As often happens, the U.S. military, once challenged, declared that an "investigation" of the incident was under way.
On Oct. 21, two days before that helicopter strike near Djila, American soldiers, again aided by helicopters, but this time in a heavily populated urban neighborhood, claimed to have killed 49 "armed men" in a "gun battle" in Sadr City, a sprawling Shiite neighborhood in eastern Baghdad. Then, too, the military initially insisted "no civilians were killed or injured." A Shiite citizens' council and other Shiite groups responded that many innocent bystanders had died. Among the 13 dead mentioned in initial reports by local Iraqi police were three children and a woman. Other Iraqi authorities announced that 69 people had been injured.
The U.S. military had no explanation for the widely varying American and Iraqi tallies of casualties.
The official American account went like this:
To be fair, the military admitted that the target of this manhunt was not, in fact, among those captured or killed."The operation's objective was an individual reported to be a long time Special Groups member specializing in kidnapping operations. Intelligence indicates he is a well-known cell leader and has previously sought funding from Iran to carry out high profile kidnappings. Upon arrival, the ground force began to clear a series of buildings in the target area and received sustained heavy fire from adjacent structures, from automatic weapons and rocket propelled grenades, or RPGs. Responding in self-defense, Coalition forces engaged, killing an estimated 33 criminals. Supporting aircraft was also called in to engage enemy personnel maneuvering with RPGs toward the ground force, killing an estimated six criminals. Upon departing the target area, Coalition forces continued to receive heavy fire from automatic weapons and RPGs and were also attacked by an improvised explosive device. Responding in self-defense, the ground force engaged the hostile threat, killing an additional estimated 10 combatants. All total, Coalition forces estimate that 49 criminals were killed in three separate engagements during this operation. Ground forces reported they were unaware of any innocent civilians being killed as a result of this operation."
**********
▶ Task details
Please write the next part of the account of the Sadr City raid, starting after its final sentence.

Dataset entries
**********
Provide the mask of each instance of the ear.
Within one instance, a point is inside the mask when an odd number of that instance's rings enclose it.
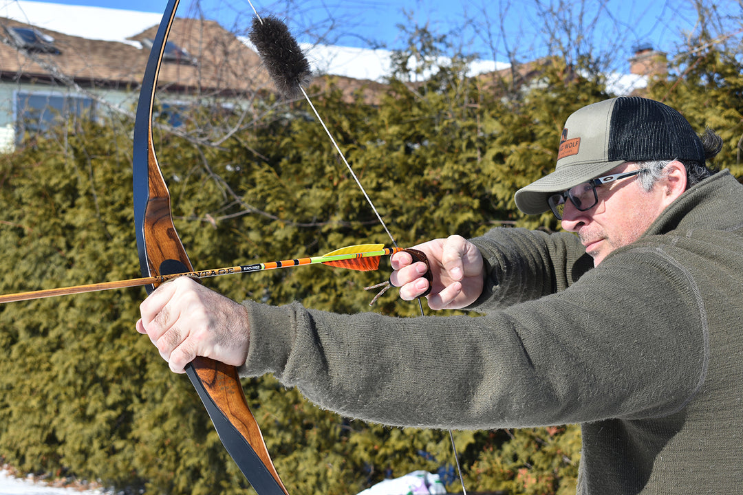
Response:
[[[687,168],[678,160],[673,160],[666,165],[666,171],[663,196],[670,204],[687,190]]]

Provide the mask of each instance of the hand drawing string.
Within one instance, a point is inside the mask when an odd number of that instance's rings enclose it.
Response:
[[[310,105],[310,108],[314,113],[317,120],[319,122],[320,125],[322,125],[322,128],[325,129],[325,134],[328,134],[328,137],[330,138],[331,142],[335,147],[338,155],[343,161],[343,163],[345,165],[346,168],[348,168],[351,176],[356,182],[357,186],[359,186],[359,189],[360,189],[361,192],[363,194],[364,197],[366,199],[366,202],[369,204],[369,206],[372,207],[372,210],[377,216],[380,223],[384,228],[387,235],[389,236],[389,239],[392,240],[392,245],[397,248],[398,243],[395,240],[395,237],[392,235],[392,232],[389,232],[389,229],[387,228],[387,224],[385,223],[384,220],[383,220],[379,211],[374,206],[374,202],[372,201],[372,198],[370,198],[369,194],[366,194],[366,190],[361,184],[361,181],[359,180],[359,178],[356,176],[356,174],[354,172],[351,165],[348,164],[348,160],[345,159],[345,155],[338,146],[338,144],[333,137],[332,134],[328,130],[328,126],[325,125],[322,118],[315,108],[315,105],[312,103],[312,100],[305,91],[303,85],[308,82],[309,78],[311,75],[311,71],[310,69],[309,62],[302,53],[302,49],[299,47],[299,44],[294,39],[293,36],[291,36],[288,27],[287,27],[284,22],[276,17],[270,16],[266,17],[265,19],[261,19],[260,16],[258,16],[258,11],[253,5],[253,2],[250,1],[250,0],[248,0],[248,3],[250,4],[250,7],[253,7],[253,11],[256,13],[256,19],[253,19],[253,22],[250,39],[256,46],[256,48],[258,50],[258,53],[260,55],[261,59],[263,60],[263,63],[265,65],[266,69],[268,71],[269,75],[273,79],[274,85],[276,85],[276,88],[285,98],[293,98],[297,95],[297,91],[301,92],[302,96],[304,96],[305,99]],[[424,255],[424,258],[425,258],[425,255]],[[413,259],[415,260],[416,257],[413,256]],[[429,283],[431,281],[432,281],[429,279]],[[383,289],[383,291],[377,295],[377,297],[381,295],[381,294],[383,293],[384,291],[389,288],[389,282],[388,281],[386,282],[386,287]],[[376,300],[376,298],[374,298],[374,300]],[[421,310],[421,315],[425,316],[425,313],[423,310],[423,304],[421,302],[421,298],[418,298],[417,300],[418,303],[418,308]],[[372,301],[372,304],[374,304],[374,301]],[[459,465],[459,456],[457,454],[456,445],[454,442],[454,433],[451,430],[449,430],[449,436],[451,439],[452,448],[454,450],[454,458],[456,462],[457,472],[459,475],[459,480],[462,486],[462,492],[464,495],[467,495],[467,488],[464,486],[464,479],[462,475],[461,468]]]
**********
▶ Output below
After the "operation," television news outlets broadcast images of grieving families in the streets of Sadr City. One man reported that his neighbor's 6-year-old child had been killed, and a 2-year-old wounded. Arab television outlets caught scenes of ambulances with wailing sirens carrying the injured to the Imam Ali hospital, the largest in Sadr City, where doctors were shown treating the casualties, including children.
Typically with such incidents, those 49 dead "criminals" turned back into civilians when local police began checking, including two (not three) children in their final count.
Iraqi Prime Minister Nouri al-Maliki vowed an investigation for which U.S. military officials offered to form a joint committee; but, as is so often the case in such "investigations," there have been no follow-up reports. In this "incident," the U.S. military, as far as we know, still stands by its assertion that no civilians were killed or wounded.
Two months earlier, in a similar incident, the U.S. military claimed 32 "suspected insurgents" killed during an airstrike, also in Sadr City, a claim disputed by Iraqis in the neighborhood, followed by the usual promise of an investigation -- of which, once again, nothing more was heard.